(Data section begins)

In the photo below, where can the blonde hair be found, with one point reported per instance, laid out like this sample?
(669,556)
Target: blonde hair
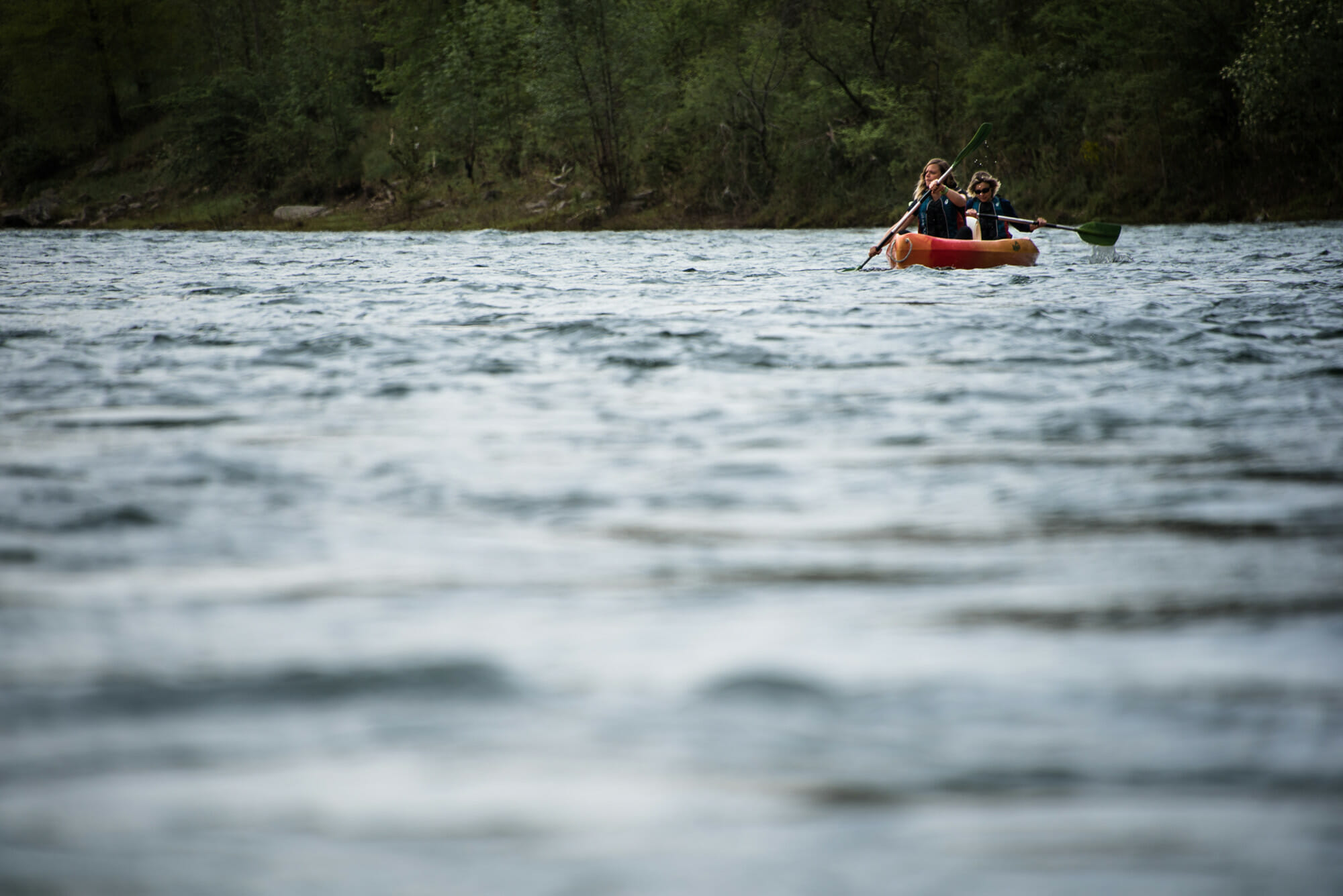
(984,177)
(942,169)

(Data section ends)

**Work request:**
Each line of the listing above should be retyped exactly, with no pictures.

**Written response:**
In the photo below, where can the blonde hair be found, with one point reported per instance, laid out like this sample?
(669,556)
Target: blonde hair
(984,177)
(942,169)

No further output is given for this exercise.